■ **DOCUMENTO**
In tutto questo, mai lo 0-6 ha vissuto una spaccatura come quella attuale nella definizione dei profili professionali di educatori e docenti, con un percorso di Laurea triennale per gli educatori – e la sciagurata prospettiva16 di essere ricondotti ad un albo professionale – e una Laurea magistrale per i docenti, con contenuti formativi sostanzialmente centrati sulla scuola primaria.

Anche nei poli per l’infanzia – cui la riforma dedica addirittura un articolo17 segnalandoli come laboratori di sperimentazione – educatori e docenti non possono lavorare insieme.

Per integrare alla semplice speranza qualche spunto propositivo

Volendo concludere con alcuni spunti propositivi, ne segnaleremmo tre.

Governance

Occorre superare la separazione fra le competenze dello Stato sulle scuole dell’infanzia e degli Enti Locali sui nidi e rafforzare l’impegno economico dello Stato sullo 0-3: i nidi non cresceranno mai finché i Comuni non saranno sostenuti nei costi di gestione con un trasferimento ordinario dallo Stato.

Non basta una attribuzione formale del ruolo di governance al Ministero dell’istruzione, occorre una struttura di riferimento (ad oggi non esiste un “ufficio 0-6” a Viale Trastevere) che integri le competenze oggi dislocate in livelli di governo e ambiti amministrativi disparati e in fonti di finanziamento non coordinate fra loro18.

È evidente che una governance pubblica integrata è necessaria per garantire al sistema 0-6 – naturalmente plurale nelle componenti e nei protagonismi – regole, standard e forme di programmazione integrata, nonché finanziamenti che rendano, come già avviene quasi del tutto per le scuole dell’infanzia, anche l’intero sistema integrato 0-6 gratuito: costa molto meno di quanto si può pensare e – soprattutto – è l’unico modo di concretizzare il diritto all’educazione per tutti i bambini.

Programmazione

La recente emorragia di sezioni e plessi di scuola dell’infanzia, unita alla persistente mancanza di nidi, dovrebbe trovare una forma di equilibrio innanzitutto utilizzando in modo razionale il patrimonio delle scuole presenti nella maggior parte dei comuni italiani.

L’esempio dei progetti di polo zerosei attivati nelle aree interne dell’appennino tosco-romagnolo19 segnala come con pochi investimenti si possono garantire buone opportunità proteggendo le scuole dell’infanzia dalla chiusura e sviluppando un’offerta di qualità per lo 0-3.

Molti spunti per un lavoro di qualità nello 0-6 sono presenti nel Manuale sullo 0-620 che, su mandato della Presidenza del Consiglio, è stato elaborato dall’Istituto degli Innocenti per offrire supporto alla buona programmazione degli interventi sul territorio.

■ **DATI MOSTRATI**
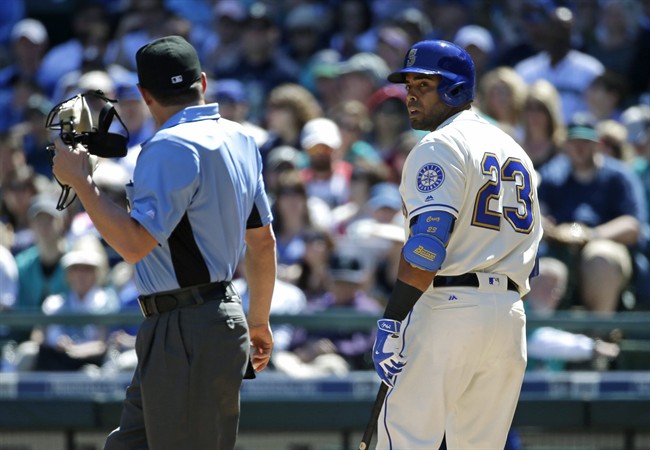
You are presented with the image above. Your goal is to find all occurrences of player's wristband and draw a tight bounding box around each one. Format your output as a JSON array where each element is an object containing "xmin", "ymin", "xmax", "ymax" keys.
[{"xmin": 384, "ymin": 280, "xmax": 423, "ymax": 322}]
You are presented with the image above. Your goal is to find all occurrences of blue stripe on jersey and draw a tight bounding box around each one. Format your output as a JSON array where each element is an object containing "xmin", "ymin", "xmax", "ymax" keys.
[{"xmin": 411, "ymin": 203, "xmax": 458, "ymax": 215}]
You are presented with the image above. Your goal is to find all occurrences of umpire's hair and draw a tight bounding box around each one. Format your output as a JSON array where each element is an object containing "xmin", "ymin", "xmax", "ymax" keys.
[{"xmin": 147, "ymin": 80, "xmax": 203, "ymax": 106}]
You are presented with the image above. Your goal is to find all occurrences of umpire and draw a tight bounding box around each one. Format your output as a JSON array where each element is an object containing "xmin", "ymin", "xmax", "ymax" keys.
[{"xmin": 53, "ymin": 36, "xmax": 276, "ymax": 450}]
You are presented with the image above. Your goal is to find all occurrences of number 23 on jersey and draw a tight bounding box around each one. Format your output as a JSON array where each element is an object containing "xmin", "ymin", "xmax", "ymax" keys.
[{"xmin": 472, "ymin": 153, "xmax": 534, "ymax": 234}]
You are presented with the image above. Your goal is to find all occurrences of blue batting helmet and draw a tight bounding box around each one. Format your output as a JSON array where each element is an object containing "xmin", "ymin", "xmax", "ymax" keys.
[{"xmin": 388, "ymin": 40, "xmax": 476, "ymax": 106}]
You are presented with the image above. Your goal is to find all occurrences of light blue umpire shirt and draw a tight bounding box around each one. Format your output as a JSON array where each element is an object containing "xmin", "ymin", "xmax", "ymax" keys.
[{"xmin": 127, "ymin": 103, "xmax": 273, "ymax": 295}]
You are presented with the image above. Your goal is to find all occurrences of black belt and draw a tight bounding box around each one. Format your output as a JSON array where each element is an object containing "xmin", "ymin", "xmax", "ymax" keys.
[
  {"xmin": 138, "ymin": 281, "xmax": 236, "ymax": 317},
  {"xmin": 433, "ymin": 273, "xmax": 519, "ymax": 292}
]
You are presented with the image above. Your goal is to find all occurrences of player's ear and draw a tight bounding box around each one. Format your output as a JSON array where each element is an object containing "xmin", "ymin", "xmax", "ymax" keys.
[{"xmin": 201, "ymin": 72, "xmax": 208, "ymax": 94}]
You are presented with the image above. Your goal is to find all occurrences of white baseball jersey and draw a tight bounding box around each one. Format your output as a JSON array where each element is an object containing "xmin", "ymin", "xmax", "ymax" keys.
[
  {"xmin": 400, "ymin": 110, "xmax": 542, "ymax": 295},
  {"xmin": 377, "ymin": 110, "xmax": 542, "ymax": 450}
]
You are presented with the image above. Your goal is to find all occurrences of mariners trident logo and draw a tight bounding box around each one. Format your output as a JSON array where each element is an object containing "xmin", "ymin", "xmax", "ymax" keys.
[
  {"xmin": 417, "ymin": 163, "xmax": 445, "ymax": 192},
  {"xmin": 406, "ymin": 48, "xmax": 418, "ymax": 67}
]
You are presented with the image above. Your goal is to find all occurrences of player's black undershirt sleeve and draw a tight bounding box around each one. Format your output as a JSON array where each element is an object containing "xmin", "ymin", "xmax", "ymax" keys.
[
  {"xmin": 384, "ymin": 279, "xmax": 423, "ymax": 322},
  {"xmin": 246, "ymin": 205, "xmax": 264, "ymax": 229}
]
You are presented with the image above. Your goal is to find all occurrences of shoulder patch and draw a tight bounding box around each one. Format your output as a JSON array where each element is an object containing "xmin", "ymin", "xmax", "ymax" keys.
[{"xmin": 417, "ymin": 163, "xmax": 445, "ymax": 192}]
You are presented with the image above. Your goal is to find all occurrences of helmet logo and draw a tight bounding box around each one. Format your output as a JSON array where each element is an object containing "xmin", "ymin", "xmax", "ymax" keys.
[{"xmin": 406, "ymin": 48, "xmax": 418, "ymax": 67}]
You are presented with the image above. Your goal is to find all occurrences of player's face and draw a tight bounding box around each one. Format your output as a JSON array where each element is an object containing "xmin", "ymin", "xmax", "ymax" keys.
[{"xmin": 405, "ymin": 73, "xmax": 451, "ymax": 131}]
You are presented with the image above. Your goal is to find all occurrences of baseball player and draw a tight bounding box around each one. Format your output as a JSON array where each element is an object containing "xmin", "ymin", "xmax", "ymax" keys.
[{"xmin": 373, "ymin": 41, "xmax": 542, "ymax": 450}]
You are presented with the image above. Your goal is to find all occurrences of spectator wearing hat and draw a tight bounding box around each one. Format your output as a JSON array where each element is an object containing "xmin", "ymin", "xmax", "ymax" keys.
[
  {"xmin": 9, "ymin": 92, "xmax": 53, "ymax": 179},
  {"xmin": 38, "ymin": 2, "xmax": 111, "ymax": 96},
  {"xmin": 514, "ymin": 7, "xmax": 605, "ymax": 123},
  {"xmin": 0, "ymin": 166, "xmax": 51, "ymax": 255},
  {"xmin": 366, "ymin": 84, "xmax": 412, "ymax": 166},
  {"xmin": 329, "ymin": 0, "xmax": 377, "ymax": 59},
  {"xmin": 521, "ymin": 80, "xmax": 566, "ymax": 171},
  {"xmin": 198, "ymin": 0, "xmax": 246, "ymax": 75},
  {"xmin": 260, "ymin": 83, "xmax": 323, "ymax": 160},
  {"xmin": 339, "ymin": 181, "xmax": 404, "ymax": 298},
  {"xmin": 585, "ymin": 70, "xmax": 627, "ymax": 122},
  {"xmin": 16, "ymin": 194, "xmax": 67, "ymax": 311},
  {"xmin": 16, "ymin": 236, "xmax": 119, "ymax": 371},
  {"xmin": 300, "ymin": 117, "xmax": 353, "ymax": 208},
  {"xmin": 214, "ymin": 2, "xmax": 300, "ymax": 125},
  {"xmin": 621, "ymin": 105, "xmax": 650, "ymax": 213},
  {"xmin": 283, "ymin": 4, "xmax": 331, "ymax": 70},
  {"xmin": 300, "ymin": 48, "xmax": 341, "ymax": 111},
  {"xmin": 0, "ymin": 18, "xmax": 49, "ymax": 96},
  {"xmin": 338, "ymin": 52, "xmax": 390, "ymax": 107},
  {"xmin": 264, "ymin": 145, "xmax": 306, "ymax": 193},
  {"xmin": 375, "ymin": 25, "xmax": 411, "ymax": 74},
  {"xmin": 454, "ymin": 24, "xmax": 495, "ymax": 80},
  {"xmin": 111, "ymin": 73, "xmax": 155, "ymax": 148},
  {"xmin": 538, "ymin": 117, "xmax": 649, "ymax": 313},
  {"xmin": 210, "ymin": 78, "xmax": 269, "ymax": 147},
  {"xmin": 0, "ymin": 18, "xmax": 48, "ymax": 131},
  {"xmin": 478, "ymin": 66, "xmax": 528, "ymax": 142},
  {"xmin": 328, "ymin": 100, "xmax": 383, "ymax": 167},
  {"xmin": 276, "ymin": 248, "xmax": 383, "ymax": 375}
]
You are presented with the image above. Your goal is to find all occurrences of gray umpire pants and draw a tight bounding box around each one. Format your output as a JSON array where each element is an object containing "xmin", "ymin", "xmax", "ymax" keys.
[{"xmin": 104, "ymin": 290, "xmax": 250, "ymax": 450}]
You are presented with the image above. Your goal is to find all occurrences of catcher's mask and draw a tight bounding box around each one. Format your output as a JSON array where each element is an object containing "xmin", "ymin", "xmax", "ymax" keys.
[{"xmin": 45, "ymin": 90, "xmax": 129, "ymax": 211}]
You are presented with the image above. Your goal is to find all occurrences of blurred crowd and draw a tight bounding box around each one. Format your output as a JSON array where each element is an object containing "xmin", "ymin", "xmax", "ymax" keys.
[{"xmin": 0, "ymin": 0, "xmax": 650, "ymax": 376}]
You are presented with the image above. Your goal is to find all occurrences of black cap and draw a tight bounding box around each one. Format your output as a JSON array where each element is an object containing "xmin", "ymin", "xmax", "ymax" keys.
[{"xmin": 135, "ymin": 36, "xmax": 201, "ymax": 91}]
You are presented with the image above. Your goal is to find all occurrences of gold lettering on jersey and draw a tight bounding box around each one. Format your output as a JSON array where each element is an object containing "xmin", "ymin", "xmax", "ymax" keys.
[{"xmin": 413, "ymin": 245, "xmax": 437, "ymax": 261}]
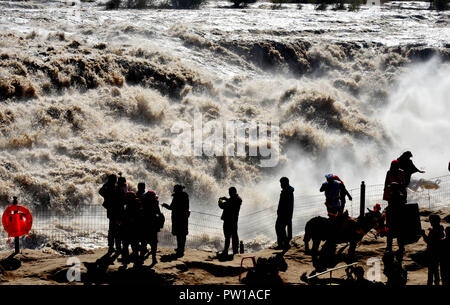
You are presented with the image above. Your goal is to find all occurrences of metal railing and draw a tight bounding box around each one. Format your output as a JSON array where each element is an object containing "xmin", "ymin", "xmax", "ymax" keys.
[{"xmin": 0, "ymin": 175, "xmax": 450, "ymax": 250}]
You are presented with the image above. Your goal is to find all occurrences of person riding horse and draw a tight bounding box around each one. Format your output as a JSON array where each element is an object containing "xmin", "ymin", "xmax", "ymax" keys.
[{"xmin": 304, "ymin": 205, "xmax": 384, "ymax": 264}]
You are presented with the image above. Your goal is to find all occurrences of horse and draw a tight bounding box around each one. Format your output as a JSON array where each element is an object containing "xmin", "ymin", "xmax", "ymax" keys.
[{"xmin": 303, "ymin": 208, "xmax": 385, "ymax": 261}]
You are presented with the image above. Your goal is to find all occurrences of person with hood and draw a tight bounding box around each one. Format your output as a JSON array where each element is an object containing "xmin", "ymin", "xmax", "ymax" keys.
[
  {"xmin": 383, "ymin": 160, "xmax": 406, "ymax": 260},
  {"xmin": 219, "ymin": 186, "xmax": 242, "ymax": 257},
  {"xmin": 397, "ymin": 151, "xmax": 425, "ymax": 187},
  {"xmin": 98, "ymin": 174, "xmax": 122, "ymax": 254},
  {"xmin": 320, "ymin": 174, "xmax": 342, "ymax": 218},
  {"xmin": 440, "ymin": 226, "xmax": 450, "ymax": 287},
  {"xmin": 136, "ymin": 182, "xmax": 164, "ymax": 265},
  {"xmin": 333, "ymin": 175, "xmax": 353, "ymax": 213},
  {"xmin": 275, "ymin": 177, "xmax": 294, "ymax": 250},
  {"xmin": 422, "ymin": 214, "xmax": 445, "ymax": 286},
  {"xmin": 122, "ymin": 191, "xmax": 142, "ymax": 267},
  {"xmin": 162, "ymin": 184, "xmax": 190, "ymax": 257}
]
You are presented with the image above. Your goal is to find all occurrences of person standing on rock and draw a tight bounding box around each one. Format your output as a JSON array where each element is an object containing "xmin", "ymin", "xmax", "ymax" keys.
[
  {"xmin": 137, "ymin": 182, "xmax": 164, "ymax": 265},
  {"xmin": 219, "ymin": 186, "xmax": 242, "ymax": 257},
  {"xmin": 98, "ymin": 174, "xmax": 121, "ymax": 254},
  {"xmin": 397, "ymin": 151, "xmax": 425, "ymax": 187},
  {"xmin": 275, "ymin": 177, "xmax": 294, "ymax": 250},
  {"xmin": 320, "ymin": 174, "xmax": 342, "ymax": 218},
  {"xmin": 161, "ymin": 184, "xmax": 190, "ymax": 257},
  {"xmin": 383, "ymin": 160, "xmax": 406, "ymax": 261}
]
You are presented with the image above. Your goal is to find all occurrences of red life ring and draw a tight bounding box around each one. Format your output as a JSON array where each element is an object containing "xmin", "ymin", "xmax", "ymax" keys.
[{"xmin": 2, "ymin": 205, "xmax": 33, "ymax": 238}]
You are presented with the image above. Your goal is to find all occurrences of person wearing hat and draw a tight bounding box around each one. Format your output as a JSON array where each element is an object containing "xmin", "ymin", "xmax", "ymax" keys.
[
  {"xmin": 397, "ymin": 151, "xmax": 425, "ymax": 187},
  {"xmin": 275, "ymin": 177, "xmax": 294, "ymax": 251},
  {"xmin": 161, "ymin": 184, "xmax": 190, "ymax": 257},
  {"xmin": 320, "ymin": 174, "xmax": 342, "ymax": 217},
  {"xmin": 219, "ymin": 186, "xmax": 242, "ymax": 257}
]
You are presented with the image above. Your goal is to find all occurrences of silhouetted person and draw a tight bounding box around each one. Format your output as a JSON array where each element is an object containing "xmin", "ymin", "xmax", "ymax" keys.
[
  {"xmin": 137, "ymin": 182, "xmax": 164, "ymax": 265},
  {"xmin": 383, "ymin": 160, "xmax": 406, "ymax": 261},
  {"xmin": 397, "ymin": 151, "xmax": 425, "ymax": 187},
  {"xmin": 333, "ymin": 175, "xmax": 353, "ymax": 213},
  {"xmin": 162, "ymin": 184, "xmax": 190, "ymax": 257},
  {"xmin": 219, "ymin": 187, "xmax": 242, "ymax": 256},
  {"xmin": 115, "ymin": 174, "xmax": 128, "ymax": 259},
  {"xmin": 383, "ymin": 252, "xmax": 408, "ymax": 287},
  {"xmin": 122, "ymin": 191, "xmax": 142, "ymax": 266},
  {"xmin": 320, "ymin": 174, "xmax": 342, "ymax": 218},
  {"xmin": 98, "ymin": 174, "xmax": 122, "ymax": 253},
  {"xmin": 275, "ymin": 177, "xmax": 294, "ymax": 250},
  {"xmin": 440, "ymin": 226, "xmax": 450, "ymax": 287},
  {"xmin": 422, "ymin": 214, "xmax": 444, "ymax": 285},
  {"xmin": 12, "ymin": 196, "xmax": 20, "ymax": 254}
]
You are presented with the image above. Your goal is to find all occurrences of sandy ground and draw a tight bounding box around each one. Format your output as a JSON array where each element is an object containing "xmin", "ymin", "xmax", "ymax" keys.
[{"xmin": 0, "ymin": 205, "xmax": 450, "ymax": 285}]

■ **COSA FARE**
Trascrivi senza modifiche il brano del documento sul sistema 0-6 che inizia con "In tutto questo, mai" e prosegue fino a "sulla scuola primaria.".

■ **COMPITO SVOLTO**
In tutto questo, mai lo 0-6 ha vissuto una spaccatura come quella attuale nella definizione dei profili professionali di educatori e docenti, con un percorso di Laurea triennale per gli educatori – e la sciagurata prospettiva16 di essere ricondotti ad un albo professionale – e una Laurea magistrale per i docenti, con contenuti formativi sostanzialmente centrati sulla scuola primaria.